[BEGIN]

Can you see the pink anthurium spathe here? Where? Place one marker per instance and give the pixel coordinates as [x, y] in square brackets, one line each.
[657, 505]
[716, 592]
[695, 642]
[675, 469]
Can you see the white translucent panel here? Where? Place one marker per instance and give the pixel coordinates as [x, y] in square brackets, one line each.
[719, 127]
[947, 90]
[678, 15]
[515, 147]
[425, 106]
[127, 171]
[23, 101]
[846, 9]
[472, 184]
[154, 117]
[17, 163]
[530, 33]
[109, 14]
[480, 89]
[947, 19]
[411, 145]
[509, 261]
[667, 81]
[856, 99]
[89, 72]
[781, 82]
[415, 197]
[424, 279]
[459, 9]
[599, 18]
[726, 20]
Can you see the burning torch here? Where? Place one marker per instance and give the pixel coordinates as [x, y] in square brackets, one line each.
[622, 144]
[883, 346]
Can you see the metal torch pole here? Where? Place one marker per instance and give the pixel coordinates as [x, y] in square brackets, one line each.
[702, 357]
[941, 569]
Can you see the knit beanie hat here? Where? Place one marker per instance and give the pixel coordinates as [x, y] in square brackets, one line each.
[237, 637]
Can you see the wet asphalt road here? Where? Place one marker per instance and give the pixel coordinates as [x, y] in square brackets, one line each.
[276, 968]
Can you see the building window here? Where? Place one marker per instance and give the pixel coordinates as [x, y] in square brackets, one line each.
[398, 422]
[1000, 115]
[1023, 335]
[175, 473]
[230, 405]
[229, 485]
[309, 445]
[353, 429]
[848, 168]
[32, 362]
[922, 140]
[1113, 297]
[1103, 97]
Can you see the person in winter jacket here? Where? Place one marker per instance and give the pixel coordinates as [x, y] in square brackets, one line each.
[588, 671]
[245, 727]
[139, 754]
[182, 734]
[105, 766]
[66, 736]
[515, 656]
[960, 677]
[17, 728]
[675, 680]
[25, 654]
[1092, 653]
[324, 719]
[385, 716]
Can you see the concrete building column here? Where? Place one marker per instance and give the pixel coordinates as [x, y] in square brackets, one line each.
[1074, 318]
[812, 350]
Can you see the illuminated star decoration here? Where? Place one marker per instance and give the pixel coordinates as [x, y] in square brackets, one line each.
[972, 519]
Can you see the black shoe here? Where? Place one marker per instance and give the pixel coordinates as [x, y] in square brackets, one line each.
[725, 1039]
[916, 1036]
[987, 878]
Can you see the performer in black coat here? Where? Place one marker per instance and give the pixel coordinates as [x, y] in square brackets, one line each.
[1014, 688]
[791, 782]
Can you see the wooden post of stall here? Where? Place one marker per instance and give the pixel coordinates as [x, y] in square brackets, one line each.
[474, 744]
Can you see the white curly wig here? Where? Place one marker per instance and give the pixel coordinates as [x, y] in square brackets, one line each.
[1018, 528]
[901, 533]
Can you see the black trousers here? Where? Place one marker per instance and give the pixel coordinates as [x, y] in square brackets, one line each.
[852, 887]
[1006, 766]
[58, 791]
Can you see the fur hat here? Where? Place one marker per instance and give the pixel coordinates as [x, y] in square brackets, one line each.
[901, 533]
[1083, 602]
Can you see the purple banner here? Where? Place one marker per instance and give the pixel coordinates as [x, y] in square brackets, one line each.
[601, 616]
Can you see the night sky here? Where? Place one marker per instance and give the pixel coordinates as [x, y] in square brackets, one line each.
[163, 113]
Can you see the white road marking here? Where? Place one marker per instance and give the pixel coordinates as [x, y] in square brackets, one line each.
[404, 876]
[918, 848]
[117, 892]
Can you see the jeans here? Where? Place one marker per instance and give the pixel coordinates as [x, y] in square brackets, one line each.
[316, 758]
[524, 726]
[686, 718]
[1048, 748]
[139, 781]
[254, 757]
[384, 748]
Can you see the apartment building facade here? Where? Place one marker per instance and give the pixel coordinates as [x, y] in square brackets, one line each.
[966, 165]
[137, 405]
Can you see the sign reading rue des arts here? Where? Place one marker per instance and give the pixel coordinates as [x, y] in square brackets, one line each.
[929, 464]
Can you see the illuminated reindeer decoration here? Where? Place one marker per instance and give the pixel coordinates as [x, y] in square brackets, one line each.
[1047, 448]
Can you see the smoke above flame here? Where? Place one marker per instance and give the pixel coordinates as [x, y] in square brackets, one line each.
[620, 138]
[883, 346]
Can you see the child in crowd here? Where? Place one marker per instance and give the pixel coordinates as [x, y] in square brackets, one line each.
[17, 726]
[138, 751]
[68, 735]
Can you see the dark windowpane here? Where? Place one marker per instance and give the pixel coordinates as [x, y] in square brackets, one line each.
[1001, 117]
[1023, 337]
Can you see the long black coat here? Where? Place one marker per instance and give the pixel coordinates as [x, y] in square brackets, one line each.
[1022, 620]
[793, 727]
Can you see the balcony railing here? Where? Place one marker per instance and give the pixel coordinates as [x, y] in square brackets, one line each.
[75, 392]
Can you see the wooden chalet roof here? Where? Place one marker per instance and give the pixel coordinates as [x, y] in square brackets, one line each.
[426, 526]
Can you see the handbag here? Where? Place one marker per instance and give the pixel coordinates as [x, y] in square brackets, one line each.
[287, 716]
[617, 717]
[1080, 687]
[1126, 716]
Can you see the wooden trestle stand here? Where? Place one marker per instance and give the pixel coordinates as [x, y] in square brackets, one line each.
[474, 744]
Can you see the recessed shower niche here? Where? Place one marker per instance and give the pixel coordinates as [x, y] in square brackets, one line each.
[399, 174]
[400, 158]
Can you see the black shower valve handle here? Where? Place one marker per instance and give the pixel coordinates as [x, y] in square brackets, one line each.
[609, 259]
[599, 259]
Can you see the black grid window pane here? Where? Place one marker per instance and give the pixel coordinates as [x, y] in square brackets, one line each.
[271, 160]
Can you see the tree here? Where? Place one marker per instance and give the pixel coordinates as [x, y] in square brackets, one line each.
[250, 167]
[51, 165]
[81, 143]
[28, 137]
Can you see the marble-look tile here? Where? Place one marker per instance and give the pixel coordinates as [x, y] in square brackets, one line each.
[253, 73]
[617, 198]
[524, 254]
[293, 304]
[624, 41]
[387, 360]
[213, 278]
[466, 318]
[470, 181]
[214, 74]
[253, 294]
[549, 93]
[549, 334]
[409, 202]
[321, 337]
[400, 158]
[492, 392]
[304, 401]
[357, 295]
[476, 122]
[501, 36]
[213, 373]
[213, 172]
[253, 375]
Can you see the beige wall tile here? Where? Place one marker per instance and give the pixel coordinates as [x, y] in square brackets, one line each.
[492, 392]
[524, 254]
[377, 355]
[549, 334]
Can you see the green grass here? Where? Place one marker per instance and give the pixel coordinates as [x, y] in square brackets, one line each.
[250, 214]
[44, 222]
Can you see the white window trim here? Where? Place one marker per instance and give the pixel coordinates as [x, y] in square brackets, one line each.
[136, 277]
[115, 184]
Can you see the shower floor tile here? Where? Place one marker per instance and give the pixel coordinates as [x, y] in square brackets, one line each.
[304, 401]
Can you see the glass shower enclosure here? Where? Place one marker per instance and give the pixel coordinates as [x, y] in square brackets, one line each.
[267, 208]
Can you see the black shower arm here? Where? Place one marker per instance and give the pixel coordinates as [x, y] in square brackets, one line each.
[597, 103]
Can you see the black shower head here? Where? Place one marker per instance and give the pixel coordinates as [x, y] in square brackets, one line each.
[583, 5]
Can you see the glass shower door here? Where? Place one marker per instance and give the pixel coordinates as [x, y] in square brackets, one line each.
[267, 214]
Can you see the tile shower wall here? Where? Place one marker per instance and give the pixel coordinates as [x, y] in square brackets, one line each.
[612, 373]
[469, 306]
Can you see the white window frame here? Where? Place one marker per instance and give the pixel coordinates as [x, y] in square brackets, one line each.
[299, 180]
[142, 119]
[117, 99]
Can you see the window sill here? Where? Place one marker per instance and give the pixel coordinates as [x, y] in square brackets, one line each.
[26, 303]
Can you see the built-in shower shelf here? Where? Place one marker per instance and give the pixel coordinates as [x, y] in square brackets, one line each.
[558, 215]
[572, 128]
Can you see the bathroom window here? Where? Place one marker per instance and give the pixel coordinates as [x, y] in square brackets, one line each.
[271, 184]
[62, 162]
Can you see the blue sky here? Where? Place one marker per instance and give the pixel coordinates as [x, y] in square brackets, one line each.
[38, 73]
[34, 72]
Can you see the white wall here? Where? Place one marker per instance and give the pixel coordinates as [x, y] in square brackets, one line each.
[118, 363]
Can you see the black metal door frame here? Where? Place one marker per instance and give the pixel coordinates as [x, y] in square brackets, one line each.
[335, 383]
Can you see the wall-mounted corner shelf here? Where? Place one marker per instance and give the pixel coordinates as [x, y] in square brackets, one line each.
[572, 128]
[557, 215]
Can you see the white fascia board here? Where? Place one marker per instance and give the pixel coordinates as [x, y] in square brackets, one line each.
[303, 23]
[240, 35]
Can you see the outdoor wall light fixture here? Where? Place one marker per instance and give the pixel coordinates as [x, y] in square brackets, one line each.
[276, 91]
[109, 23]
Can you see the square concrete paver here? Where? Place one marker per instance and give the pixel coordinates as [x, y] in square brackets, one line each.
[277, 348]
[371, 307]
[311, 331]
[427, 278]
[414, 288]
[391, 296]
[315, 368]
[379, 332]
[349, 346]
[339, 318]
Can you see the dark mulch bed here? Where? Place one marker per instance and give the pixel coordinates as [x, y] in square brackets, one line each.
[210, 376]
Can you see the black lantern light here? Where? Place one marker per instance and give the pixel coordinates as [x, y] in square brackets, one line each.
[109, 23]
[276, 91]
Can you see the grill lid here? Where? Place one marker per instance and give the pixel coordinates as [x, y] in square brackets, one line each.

[END]

| Objective |
Output the records from the line with "Can you see the child" to the line with "[1023, 337]", both included, as a Markdown table with the columns Row and Text. Number each row in Row and put the line itself in Text.

| Exercise result |
| Row | Text |
|---|---|
| 1 | Can you see the child in crowd here? Where? Place one marker per instance and give the pixel coordinates as [x, y] in square brackets, one line each. |
| 2 | [17, 726] |
| 3 | [138, 751] |
| 4 | [68, 735] |
| 5 | Can you see the dark windowpane here? Where? Place one marker per instance and give the pixel coordinates as [x, y] in square brackets, one line each. |
| 6 | [1001, 117] |
| 7 | [1023, 337] |